Phrase grounding data
◆ ◆ ◆ ◆

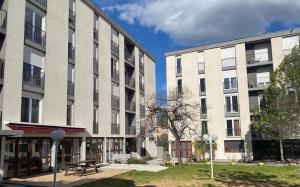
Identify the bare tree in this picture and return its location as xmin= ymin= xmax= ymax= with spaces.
xmin=144 ymin=88 xmax=201 ymax=166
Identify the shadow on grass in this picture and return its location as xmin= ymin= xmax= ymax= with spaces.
xmin=197 ymin=168 xmax=297 ymax=187
xmin=77 ymin=177 xmax=159 ymax=187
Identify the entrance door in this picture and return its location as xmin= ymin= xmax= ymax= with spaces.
xmin=58 ymin=138 xmax=81 ymax=169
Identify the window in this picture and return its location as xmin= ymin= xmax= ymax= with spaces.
xmin=256 ymin=72 xmax=270 ymax=87
xmin=112 ymin=29 xmax=119 ymax=45
xmin=201 ymin=121 xmax=208 ymax=135
xmin=177 ymin=79 xmax=182 ymax=95
xmin=112 ymin=84 xmax=120 ymax=97
xmin=200 ymin=98 xmax=207 ymax=114
xmin=224 ymin=140 xmax=244 ymax=153
xmin=223 ymin=70 xmax=237 ymax=90
xmin=283 ymin=36 xmax=299 ymax=55
xmin=226 ymin=119 xmax=240 ymax=137
xmin=198 ymin=52 xmax=205 ymax=73
xmin=176 ymin=57 xmax=182 ymax=75
xmin=199 ymin=75 xmax=205 ymax=93
xmin=221 ymin=47 xmax=236 ymax=67
xmin=21 ymin=97 xmax=40 ymax=123
xmin=67 ymin=104 xmax=73 ymax=126
xmin=112 ymin=111 xmax=119 ymax=125
xmin=225 ymin=95 xmax=239 ymax=113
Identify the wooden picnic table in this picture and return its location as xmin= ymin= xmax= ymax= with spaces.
xmin=64 ymin=160 xmax=101 ymax=176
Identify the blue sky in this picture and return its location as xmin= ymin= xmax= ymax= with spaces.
xmin=94 ymin=0 xmax=300 ymax=95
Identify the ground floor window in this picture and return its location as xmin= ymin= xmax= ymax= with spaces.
xmin=171 ymin=141 xmax=192 ymax=158
xmin=57 ymin=138 xmax=81 ymax=169
xmin=106 ymin=138 xmax=123 ymax=162
xmin=86 ymin=138 xmax=103 ymax=163
xmin=224 ymin=140 xmax=244 ymax=153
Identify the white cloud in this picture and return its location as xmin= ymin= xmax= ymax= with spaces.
xmin=105 ymin=0 xmax=300 ymax=45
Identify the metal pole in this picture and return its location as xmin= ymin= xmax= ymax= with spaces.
xmin=210 ymin=138 xmax=213 ymax=179
xmin=53 ymin=140 xmax=58 ymax=187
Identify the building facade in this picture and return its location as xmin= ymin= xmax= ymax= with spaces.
xmin=165 ymin=29 xmax=300 ymax=161
xmin=0 ymin=0 xmax=156 ymax=179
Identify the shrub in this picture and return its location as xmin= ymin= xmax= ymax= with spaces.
xmin=127 ymin=158 xmax=147 ymax=164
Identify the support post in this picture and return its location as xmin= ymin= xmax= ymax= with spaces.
xmin=0 ymin=137 xmax=6 ymax=182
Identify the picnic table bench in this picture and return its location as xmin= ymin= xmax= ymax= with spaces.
xmin=64 ymin=160 xmax=102 ymax=176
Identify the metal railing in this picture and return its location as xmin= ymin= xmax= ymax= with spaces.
xmin=112 ymin=69 xmax=119 ymax=82
xmin=125 ymin=100 xmax=136 ymax=112
xmin=93 ymin=121 xmax=99 ymax=134
xmin=67 ymin=81 xmax=74 ymax=96
xmin=248 ymin=78 xmax=270 ymax=89
xmin=93 ymin=27 xmax=98 ymax=41
xmin=246 ymin=51 xmax=271 ymax=65
xmin=111 ymin=123 xmax=120 ymax=134
xmin=69 ymin=9 xmax=76 ymax=26
xmin=126 ymin=125 xmax=136 ymax=135
xmin=0 ymin=9 xmax=7 ymax=29
xmin=24 ymin=23 xmax=46 ymax=47
xmin=0 ymin=59 xmax=4 ymax=80
xmin=125 ymin=74 xmax=135 ymax=88
xmin=94 ymin=89 xmax=99 ymax=104
xmin=23 ymin=63 xmax=45 ymax=88
xmin=226 ymin=128 xmax=241 ymax=137
xmin=111 ymin=95 xmax=120 ymax=110
xmin=111 ymin=41 xmax=119 ymax=56
xmin=224 ymin=104 xmax=239 ymax=114
xmin=222 ymin=57 xmax=236 ymax=68
xmin=93 ymin=57 xmax=98 ymax=73
xmin=35 ymin=0 xmax=47 ymax=6
xmin=68 ymin=42 xmax=75 ymax=61
xmin=125 ymin=49 xmax=135 ymax=65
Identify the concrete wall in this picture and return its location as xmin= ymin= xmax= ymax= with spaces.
xmin=271 ymin=37 xmax=284 ymax=70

◆ ◆ ◆ ◆

__What is required__.
Go through the data above and transcribe it in full, omitting any image.

__Solution to this exercise__.
Identify the bare tree in this picture and return its location as xmin= ymin= xmax= ymax= with spaces.
xmin=144 ymin=88 xmax=201 ymax=166
Identify the shadow on grass in this picture and return its location as xmin= ymin= xmax= ymax= with spaces.
xmin=197 ymin=168 xmax=297 ymax=187
xmin=77 ymin=177 xmax=159 ymax=187
Identify the entrance door in this picture and return its location as xmin= ymin= xmax= ymax= with spaces.
xmin=58 ymin=138 xmax=81 ymax=169
Identify the window in this picture and return its location as xmin= ymin= xmax= ymax= with spaces.
xmin=256 ymin=72 xmax=270 ymax=87
xmin=112 ymin=29 xmax=119 ymax=45
xmin=201 ymin=121 xmax=208 ymax=135
xmin=177 ymin=79 xmax=182 ymax=95
xmin=112 ymin=84 xmax=120 ymax=97
xmin=200 ymin=98 xmax=207 ymax=114
xmin=224 ymin=140 xmax=244 ymax=153
xmin=223 ymin=70 xmax=237 ymax=90
xmin=283 ymin=36 xmax=299 ymax=55
xmin=226 ymin=119 xmax=240 ymax=137
xmin=198 ymin=52 xmax=205 ymax=73
xmin=176 ymin=57 xmax=182 ymax=75
xmin=199 ymin=75 xmax=205 ymax=93
xmin=221 ymin=47 xmax=236 ymax=67
xmin=21 ymin=97 xmax=40 ymax=123
xmin=67 ymin=104 xmax=73 ymax=126
xmin=112 ymin=111 xmax=119 ymax=125
xmin=225 ymin=95 xmax=239 ymax=113
Identify the wooden picnic table in this picture and return its location as xmin= ymin= xmax= ymax= with spaces.
xmin=64 ymin=160 xmax=101 ymax=176
Identify the blue sky in this picture and return its location as xmin= ymin= xmax= ymax= with spaces.
xmin=94 ymin=0 xmax=300 ymax=95
Identify the ground floor window in this picture and return its location as xmin= ymin= xmax= ymax= with spaces.
xmin=171 ymin=141 xmax=192 ymax=158
xmin=57 ymin=138 xmax=81 ymax=169
xmin=106 ymin=138 xmax=123 ymax=162
xmin=86 ymin=138 xmax=103 ymax=163
xmin=224 ymin=140 xmax=244 ymax=153
Identify the white cloud in this picture and return its location as xmin= ymin= xmax= ymax= with spaces.
xmin=105 ymin=0 xmax=300 ymax=45
Identify the metal pole in this picture and return its location as xmin= ymin= xmax= ymax= with spaces.
xmin=210 ymin=138 xmax=213 ymax=179
xmin=53 ymin=140 xmax=58 ymax=187
Identify the building facade in this picture and return its location as xmin= ymin= xmax= ymax= with spaces.
xmin=165 ymin=29 xmax=300 ymax=161
xmin=0 ymin=0 xmax=156 ymax=179
Identify the shrub in this picture and return its location as xmin= ymin= xmax= ymax= with spaces.
xmin=127 ymin=158 xmax=147 ymax=164
Identify the support post in this picture and return its location as xmin= ymin= xmax= ymax= with spaces.
xmin=0 ymin=137 xmax=6 ymax=182
Identify the picnic table bench in this picture and return its location as xmin= ymin= xmax= ymax= with spaces.
xmin=64 ymin=160 xmax=102 ymax=176
Identify the metal railing in this picture and return its location as xmin= ymin= xmax= ymax= with spaces.
xmin=112 ymin=69 xmax=119 ymax=82
xmin=125 ymin=100 xmax=136 ymax=112
xmin=93 ymin=121 xmax=99 ymax=134
xmin=67 ymin=81 xmax=74 ymax=96
xmin=248 ymin=78 xmax=270 ymax=89
xmin=93 ymin=27 xmax=98 ymax=41
xmin=246 ymin=51 xmax=271 ymax=65
xmin=111 ymin=123 xmax=120 ymax=134
xmin=69 ymin=9 xmax=76 ymax=26
xmin=126 ymin=125 xmax=136 ymax=135
xmin=0 ymin=9 xmax=7 ymax=29
xmin=24 ymin=23 xmax=46 ymax=47
xmin=0 ymin=59 xmax=4 ymax=80
xmin=125 ymin=74 xmax=135 ymax=88
xmin=94 ymin=89 xmax=99 ymax=104
xmin=23 ymin=63 xmax=45 ymax=88
xmin=226 ymin=128 xmax=241 ymax=137
xmin=111 ymin=95 xmax=120 ymax=110
xmin=111 ymin=41 xmax=119 ymax=56
xmin=224 ymin=104 xmax=239 ymax=114
xmin=222 ymin=57 xmax=236 ymax=68
xmin=93 ymin=57 xmax=98 ymax=73
xmin=35 ymin=0 xmax=47 ymax=6
xmin=68 ymin=42 xmax=75 ymax=61
xmin=125 ymin=49 xmax=135 ymax=65
Identify the concrete wall in this picture and return its location as xmin= ymin= xmax= ymax= with spaces.
xmin=271 ymin=37 xmax=284 ymax=70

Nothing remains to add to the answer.